Stated problem 1: Please reproduce the passage on the ancient Umbrians from "None of these" up to and including "from the northeast.", word for word.

Quoted text:
None of these accounts should be relied on for detailed information.  However, taken together, they present the Umbrians as an ancient people who had been squeezed in territorial terms by (primarily):

  1. the Etruscans from the west; and

  2. the Etruscans and then the Gauls from the northeast.

Umbrian Language

It is clear from surviving inscriptions that, with the notable exception of the Etruscans, most of the ancient people of central and southern Italy spoke languages or dialects from the Italic branch of the Indo-European family.  Inscriptions in Italic languages survive from the 6th century BC, using alphabets derived (in many cases via the Etruscans) from the Greek settlers of the peninsular.  These inscriptions are usually written from right to left.

Provided material:
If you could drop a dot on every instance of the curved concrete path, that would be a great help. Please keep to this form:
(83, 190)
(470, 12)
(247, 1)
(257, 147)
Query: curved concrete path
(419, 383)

Stated problem 2: Write out the entire listing above, line for line, with no changes.

Full response 1:
None of these accounts should be relied on for detailed information.  However, taken together, they present the Umbrians as an ancient people who had been squeezed in territorial terms by (primarily):

  1. the Etruscans from the west; and

  2. the Etruscans and then the Gauls from the northeast.

Full response 2:
If you could drop a dot on every instance of the curved concrete path, that would be a great help. Please keep to this form:
(83, 190)
(470, 12)
(247, 1)
(257, 147)
Query: curved concrete path
(419, 383)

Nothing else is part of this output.